■ **SOURCE TEXT**:
============
What to expect in 2023: A series of blogs about the short term future of Tibet
Blog 1: lithium mania
Never has Tibet been so hot, so desirable. A whole Tibetan landscape was up for auction online in May 2022, and for five days and nights the bids poured in, drawn by what lies under these snow covered hills of Kham Nyagchu in eastern Tibet. JD.com usually auctions jade, jewellery ceramics, porcelain, calligraphy, painting and seal carving, luxury bags, watches, smart phones and computers. This auction was different. What was on the block was mining rights held by a company that had gone broke while searching Tibet for deposits of one of the world’s most plentiful elements: lithium.[1]
The bankrupt exploration company Yajiang Snow Way 雅江县斯诺威矿业发展有限公司 [Sinuwei] had done some drilling for rock lithium in Nyagchu (Yajiang in Chinese) and come up with promising numbers, but that was a few years ago when a lithium boom was a tantalising prospect that was slow to materialise. In fact Yajiang Snow Way was in debt, and anyone who bought it out, for the mining rights, would also have to take on that outstanding unpaid debt.
None of this deterred the bidders. Bidding began at RMB 3.35 million, a modest start for an entire landscape, but understandable given the substantial burden of RMB 1.6 billion in debt a new owner would inherit. By the time the auction concluded five days later, the 21 serious bidders bid against each other 3448 times, driving the price up to RMB 2 billion, almost 600 times higher than the opening bid, and the winner became the 54% owner of a slab of Kham.
The story doesn’t end there. One of the serious bidders was CATL, a major lithium battery manufacturer. Having lost out in the open auction, CATL then quietly closed a deal with the new owner, buying it out for three times as much again, bringing the total price to RMB 6.4 billion. Just type Dechenonba into a search engine.
============
■ **Image box annotation records**:
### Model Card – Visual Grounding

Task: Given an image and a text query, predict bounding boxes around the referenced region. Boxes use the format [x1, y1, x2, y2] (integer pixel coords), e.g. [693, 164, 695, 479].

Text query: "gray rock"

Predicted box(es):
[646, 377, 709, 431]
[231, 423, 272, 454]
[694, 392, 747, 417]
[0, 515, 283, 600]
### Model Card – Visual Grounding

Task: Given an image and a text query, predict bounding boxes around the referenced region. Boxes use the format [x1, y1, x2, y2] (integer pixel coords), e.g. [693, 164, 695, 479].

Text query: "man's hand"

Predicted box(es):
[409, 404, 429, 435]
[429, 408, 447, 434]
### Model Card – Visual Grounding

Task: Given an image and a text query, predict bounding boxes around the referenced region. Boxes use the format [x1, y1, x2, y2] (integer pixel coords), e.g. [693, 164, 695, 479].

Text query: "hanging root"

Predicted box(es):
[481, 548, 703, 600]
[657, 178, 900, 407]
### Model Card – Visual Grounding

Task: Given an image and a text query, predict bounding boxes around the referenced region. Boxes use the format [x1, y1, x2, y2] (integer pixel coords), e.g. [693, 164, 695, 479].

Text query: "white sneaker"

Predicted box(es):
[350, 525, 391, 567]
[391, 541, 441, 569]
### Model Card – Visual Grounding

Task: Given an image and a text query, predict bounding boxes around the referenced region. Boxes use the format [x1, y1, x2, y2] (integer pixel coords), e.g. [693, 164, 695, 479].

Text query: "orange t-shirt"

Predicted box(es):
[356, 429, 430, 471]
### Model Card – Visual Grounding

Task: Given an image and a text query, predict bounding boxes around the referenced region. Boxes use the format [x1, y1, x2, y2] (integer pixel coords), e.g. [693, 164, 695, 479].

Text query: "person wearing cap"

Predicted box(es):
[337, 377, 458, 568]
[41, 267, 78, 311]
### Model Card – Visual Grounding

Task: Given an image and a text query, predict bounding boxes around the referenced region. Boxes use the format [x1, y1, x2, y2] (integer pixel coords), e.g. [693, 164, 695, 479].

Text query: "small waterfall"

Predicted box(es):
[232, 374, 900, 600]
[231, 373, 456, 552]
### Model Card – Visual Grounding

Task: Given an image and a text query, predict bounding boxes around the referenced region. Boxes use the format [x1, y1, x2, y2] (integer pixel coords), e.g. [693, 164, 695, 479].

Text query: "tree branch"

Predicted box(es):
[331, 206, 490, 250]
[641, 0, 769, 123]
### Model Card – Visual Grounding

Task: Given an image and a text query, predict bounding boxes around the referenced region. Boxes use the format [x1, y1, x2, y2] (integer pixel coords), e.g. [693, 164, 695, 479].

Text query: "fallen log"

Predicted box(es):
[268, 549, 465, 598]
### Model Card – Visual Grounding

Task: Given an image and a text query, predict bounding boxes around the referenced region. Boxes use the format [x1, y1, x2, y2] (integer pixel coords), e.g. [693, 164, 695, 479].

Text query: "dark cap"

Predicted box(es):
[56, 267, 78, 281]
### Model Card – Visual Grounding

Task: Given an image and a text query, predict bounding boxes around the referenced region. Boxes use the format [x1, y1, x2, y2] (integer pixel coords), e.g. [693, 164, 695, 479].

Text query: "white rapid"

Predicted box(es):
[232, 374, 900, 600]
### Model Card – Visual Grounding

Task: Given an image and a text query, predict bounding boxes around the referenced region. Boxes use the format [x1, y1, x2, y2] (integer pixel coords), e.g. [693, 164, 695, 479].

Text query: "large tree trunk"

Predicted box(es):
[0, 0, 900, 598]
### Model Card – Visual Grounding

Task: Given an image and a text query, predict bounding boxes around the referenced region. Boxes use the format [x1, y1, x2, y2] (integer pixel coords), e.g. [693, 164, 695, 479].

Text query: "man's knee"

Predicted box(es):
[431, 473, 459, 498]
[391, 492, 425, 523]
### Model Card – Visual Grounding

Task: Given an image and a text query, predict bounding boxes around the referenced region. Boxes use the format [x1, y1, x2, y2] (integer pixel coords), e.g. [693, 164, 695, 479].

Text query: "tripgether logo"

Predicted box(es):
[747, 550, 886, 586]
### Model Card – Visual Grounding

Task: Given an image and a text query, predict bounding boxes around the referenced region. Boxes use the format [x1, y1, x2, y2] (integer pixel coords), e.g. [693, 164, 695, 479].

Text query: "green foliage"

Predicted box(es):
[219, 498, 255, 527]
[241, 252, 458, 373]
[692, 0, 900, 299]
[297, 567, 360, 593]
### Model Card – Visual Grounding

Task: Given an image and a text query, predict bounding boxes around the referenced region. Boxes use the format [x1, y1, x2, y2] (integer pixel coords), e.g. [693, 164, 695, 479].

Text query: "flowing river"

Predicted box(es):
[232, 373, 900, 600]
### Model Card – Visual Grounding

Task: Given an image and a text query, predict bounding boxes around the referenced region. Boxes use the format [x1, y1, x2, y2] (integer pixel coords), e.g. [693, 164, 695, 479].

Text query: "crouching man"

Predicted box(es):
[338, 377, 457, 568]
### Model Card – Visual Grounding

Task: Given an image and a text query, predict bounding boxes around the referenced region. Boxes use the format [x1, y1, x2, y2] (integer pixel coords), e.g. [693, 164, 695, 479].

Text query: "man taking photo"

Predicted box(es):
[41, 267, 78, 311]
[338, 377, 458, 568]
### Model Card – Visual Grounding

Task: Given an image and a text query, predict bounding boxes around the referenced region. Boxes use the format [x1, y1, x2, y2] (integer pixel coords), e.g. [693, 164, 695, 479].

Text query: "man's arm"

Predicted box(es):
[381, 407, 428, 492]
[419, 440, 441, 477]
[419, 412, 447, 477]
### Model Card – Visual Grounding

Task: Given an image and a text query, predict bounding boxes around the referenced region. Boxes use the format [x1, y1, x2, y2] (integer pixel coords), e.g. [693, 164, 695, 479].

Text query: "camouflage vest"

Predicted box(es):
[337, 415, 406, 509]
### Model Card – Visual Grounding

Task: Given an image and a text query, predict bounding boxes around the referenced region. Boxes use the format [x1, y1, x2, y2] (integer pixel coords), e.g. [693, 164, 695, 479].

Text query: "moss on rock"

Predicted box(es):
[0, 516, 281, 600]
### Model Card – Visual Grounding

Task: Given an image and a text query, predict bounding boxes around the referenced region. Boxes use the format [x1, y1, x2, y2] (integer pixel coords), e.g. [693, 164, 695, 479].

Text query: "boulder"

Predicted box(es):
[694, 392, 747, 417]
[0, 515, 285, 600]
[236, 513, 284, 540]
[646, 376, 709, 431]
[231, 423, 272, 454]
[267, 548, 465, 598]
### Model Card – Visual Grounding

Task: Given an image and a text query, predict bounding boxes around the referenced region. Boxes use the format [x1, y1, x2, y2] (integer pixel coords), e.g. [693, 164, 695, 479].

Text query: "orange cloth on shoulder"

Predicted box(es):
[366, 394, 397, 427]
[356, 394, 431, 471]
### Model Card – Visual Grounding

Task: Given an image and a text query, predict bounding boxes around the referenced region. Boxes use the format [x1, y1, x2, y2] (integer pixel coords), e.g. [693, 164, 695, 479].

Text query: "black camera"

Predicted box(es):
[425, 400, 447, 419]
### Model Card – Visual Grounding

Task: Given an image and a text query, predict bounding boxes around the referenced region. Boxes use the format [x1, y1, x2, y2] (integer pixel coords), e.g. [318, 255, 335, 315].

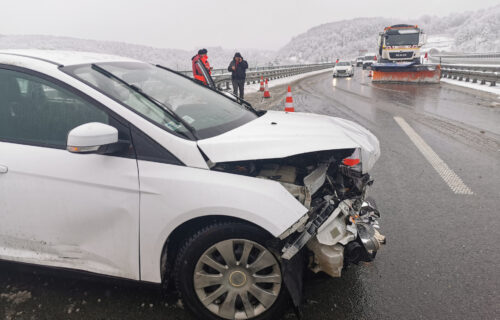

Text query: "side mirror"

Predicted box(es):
[66, 122, 118, 154]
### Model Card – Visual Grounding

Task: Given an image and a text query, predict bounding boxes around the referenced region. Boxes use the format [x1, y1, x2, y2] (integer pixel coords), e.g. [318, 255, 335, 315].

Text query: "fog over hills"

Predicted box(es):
[0, 34, 276, 70]
[0, 5, 500, 70]
[277, 5, 500, 63]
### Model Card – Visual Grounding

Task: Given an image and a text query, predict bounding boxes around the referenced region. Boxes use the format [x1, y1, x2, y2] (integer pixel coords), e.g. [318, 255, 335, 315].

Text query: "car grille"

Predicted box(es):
[389, 51, 413, 59]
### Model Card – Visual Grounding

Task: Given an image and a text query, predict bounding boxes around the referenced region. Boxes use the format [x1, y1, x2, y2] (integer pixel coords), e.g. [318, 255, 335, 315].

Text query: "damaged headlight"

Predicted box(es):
[342, 148, 362, 172]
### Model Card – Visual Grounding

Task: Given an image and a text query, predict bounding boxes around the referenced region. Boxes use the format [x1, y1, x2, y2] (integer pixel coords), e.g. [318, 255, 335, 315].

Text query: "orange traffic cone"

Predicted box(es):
[264, 78, 271, 98]
[285, 86, 295, 112]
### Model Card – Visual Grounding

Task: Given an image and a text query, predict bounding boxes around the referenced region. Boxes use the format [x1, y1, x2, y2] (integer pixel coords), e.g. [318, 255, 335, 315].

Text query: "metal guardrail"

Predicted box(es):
[180, 63, 335, 90]
[429, 52, 500, 65]
[441, 64, 500, 87]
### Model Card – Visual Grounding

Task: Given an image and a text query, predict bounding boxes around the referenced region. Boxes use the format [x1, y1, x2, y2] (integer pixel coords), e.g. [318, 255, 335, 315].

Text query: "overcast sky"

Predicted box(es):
[0, 0, 499, 50]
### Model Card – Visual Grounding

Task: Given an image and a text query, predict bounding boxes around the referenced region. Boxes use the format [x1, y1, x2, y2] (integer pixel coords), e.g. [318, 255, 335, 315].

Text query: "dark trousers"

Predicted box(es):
[233, 79, 245, 99]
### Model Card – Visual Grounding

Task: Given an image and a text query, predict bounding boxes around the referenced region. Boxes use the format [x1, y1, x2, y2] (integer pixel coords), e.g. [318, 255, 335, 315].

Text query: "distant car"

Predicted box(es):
[333, 61, 354, 77]
[363, 53, 377, 70]
[356, 57, 365, 67]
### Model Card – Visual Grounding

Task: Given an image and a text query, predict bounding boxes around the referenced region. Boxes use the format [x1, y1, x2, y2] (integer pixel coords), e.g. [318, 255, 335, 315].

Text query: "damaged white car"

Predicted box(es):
[0, 50, 385, 319]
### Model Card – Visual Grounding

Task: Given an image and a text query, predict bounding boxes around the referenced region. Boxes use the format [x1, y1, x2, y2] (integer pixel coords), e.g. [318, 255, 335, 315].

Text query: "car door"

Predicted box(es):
[0, 66, 139, 279]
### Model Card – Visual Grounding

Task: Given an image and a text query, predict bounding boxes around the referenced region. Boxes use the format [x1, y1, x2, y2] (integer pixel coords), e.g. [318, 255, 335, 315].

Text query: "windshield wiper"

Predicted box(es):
[92, 63, 199, 140]
[155, 64, 260, 116]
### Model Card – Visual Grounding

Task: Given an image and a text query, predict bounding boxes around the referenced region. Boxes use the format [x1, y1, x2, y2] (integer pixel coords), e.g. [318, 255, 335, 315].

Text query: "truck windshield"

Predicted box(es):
============
■ **REQUIREMENTS**:
1. List every sum of money in RMB that the blog post about lithium in Tibet mentions.
2. Continue the blog post about lithium in Tibet from the point where it stops.

■ **ANSWERS FOR THE TASKS**:
1.
RMB 3.35 million
RMB 1.6 billion
RMB 2 billion
RMB 6.4 billion

2.
Nor is this story of greed for Tibet’s mineral endowment unique. Six months later, in November 2022, a maker of exquisite luxury jewellery based in distant Shenyang, put in the highest offer for another slice of lithium-rich Sichuan Tibetan landscape: “Businesses with no direct connection with lithium mining have also invested in mines and battery-making. In November alone, four large investments were made by companies outside the lithium industry. Shenyang Cuihua Gold and Silver Jewellery Co. Ltd. 沈阳萃华金银珠宝股份有限公司 (its shares trading on Shenzhen Stock Exchange 002731.SZ ), a jewellery-maker, bought a 51% stake in a Sichuan province-based lithium mine for 612 million yuan, saying that the investment would diversify its business and strengthen its competitiveness.”
The lithium craze has triggered the most intense lust in China to own a slab of Tibet, with deal making at fever pace. Fortunately investor advisers, such as S&P Global Market Intelligence, follow this hectic buying and selling of Tibetan landscapes, none of which involves asking Tibetans.
In this fevered bubble of overbidding, the Tibetans of Nyagchu Tibetan Autonomous County, in the Kandze Tibetan Autonomous Prefecture, were never informed their hill pastures were being sold, so their lands could be excavated and carted away. The Tibetan pastoralists of Nyagchu were utterly incidental.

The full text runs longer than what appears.